▸ SELECTED TEXT
Since it's difficult to draw things like "I hate doing more work than usual because my coworkers are off jaunting around the country" or "I hate when people are having a good time and I'm not", I'll just leave you with a few other things I hate.

meteors
Bigger assholes than the Nazis

“that’s the worst…”
Guess what?  Godzilla trumps paper cut.  So does flood damage, flat tires and dead goldfish.

hidden birds
You’re just walking along through a parking-lot, minding your own business, maybe going to WholeFoods to buy some free range tilapia burgers if you’re pretentious, and suddenly you hear them… what sounds like hundreds to possibly even THOUSANDS of birds.  But where is that sound coming from?  You scan the parking-lot but you see nothing… except a lush tree on a small island several feet away and suddenly you notice that the lush greenery is moving and chirping and you realize that there are 125,099 birds hiding in that tree just waiting to get you.
 So there it is folks... another riveting installment of things I hate.  I'm sure after this week there'll be plenty more things.  Gosh I hate things. 

Until then... here's a picture of something I DON'T hate!

AWEEEEEEESSSSOOOOOOOMMMMMMEEE!!!














Thursday, August 4, 2011

Things I Hate Vol. 2

It's Thursday but I swear it should be Friday.  My brain has long since melted and oozed out my ears, nose, and mouth into a pile of goo on my desk.  To celebrate the fact that I am basically a walking zombie running on only the knowledge that I need to finish a number of things before this week can end I will give you another Thing I Hate.

▸ WHAT YOU HAVE TO DO
Please resume the blog post above about things the writer hates, writing on from its final sentence.

▸ DATA RECORDS
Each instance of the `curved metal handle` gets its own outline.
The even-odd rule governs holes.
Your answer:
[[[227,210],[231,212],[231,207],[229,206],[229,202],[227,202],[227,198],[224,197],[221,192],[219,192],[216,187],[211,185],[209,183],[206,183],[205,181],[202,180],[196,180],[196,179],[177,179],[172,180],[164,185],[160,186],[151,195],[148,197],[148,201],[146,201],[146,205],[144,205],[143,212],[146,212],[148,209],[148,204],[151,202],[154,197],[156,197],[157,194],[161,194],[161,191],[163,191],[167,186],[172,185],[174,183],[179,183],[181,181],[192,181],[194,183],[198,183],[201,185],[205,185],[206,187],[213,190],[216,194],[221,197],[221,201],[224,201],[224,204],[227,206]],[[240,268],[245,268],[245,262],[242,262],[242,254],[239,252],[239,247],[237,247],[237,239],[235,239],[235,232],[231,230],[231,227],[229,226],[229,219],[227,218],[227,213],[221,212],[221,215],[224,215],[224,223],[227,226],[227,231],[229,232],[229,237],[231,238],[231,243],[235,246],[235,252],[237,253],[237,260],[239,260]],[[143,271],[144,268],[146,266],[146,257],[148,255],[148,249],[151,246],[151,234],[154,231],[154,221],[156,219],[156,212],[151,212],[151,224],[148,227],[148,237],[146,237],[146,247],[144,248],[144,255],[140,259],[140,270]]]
==
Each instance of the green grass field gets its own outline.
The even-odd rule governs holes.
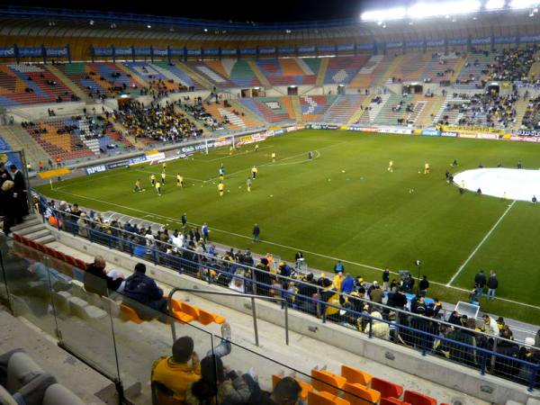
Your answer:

▸ RESULT BELOW
captcha
I spent the first 17 years of my life comfortably certain that I was not a robot.  Then, in 2000, four supergenius’ at Carnagie Mellon University invented the CAPTCHA (which stands for Completely Automated Public Turing Test To Tell Computers and Humans Apart) – which by the way should be CAPTTTCAHA but someone I guess figured that wasn’t as catchy – and I started to question myself.  I can’t read a CAPTCHA.  I have to refresh the damn thing 2 or 3 times before I get one that I can at least guess at, which always leaves me feeling a little bit hollow and a lot bit worried that I might, in fact, be a robot after all.  I mean it’d at least explain my lack of ease with natural human emotions. 
 So there you go... I freakin' hate CAPTCHA.  Make me wonder if I'm a person will ya?! 

I'm going to start working on my plans for a badger cannon tonight.  Check back soon for my progress.

Monday, August 1, 2011

Things I Hate vol. 1

We all know that I hate a LOT of things... it's really not something I try to hide.  In fact, most of you know that "hatehatehatehatehate" just kind of runs on a subconscious loop behind any of my other thoughts.  It is ALSO also not a secret that many of the things I hate seem kind of ridiculous to those who don't understand what it is to hate things with such fervor and completeness.  For that reason I have begun illustrating some of the things I hate with explanations so that you, the lay person... flitting through life completely unconscious to the fact that you can hate so much at any given time, can begin to see life through my eyes and possibly bring a little bit more hate into your day.

surprise spider
Like they’re not creepy enough when you know they’re there!  Surprise spiders lay in wait behind closed doors or under pieces of paper just WAITING to jump out and attack you with their scariness.  No joke… a surprise spider made me drop my toothbrush in the toilet last week.  I could hear it laughing.


kayakers
You like hiking too… don’t you?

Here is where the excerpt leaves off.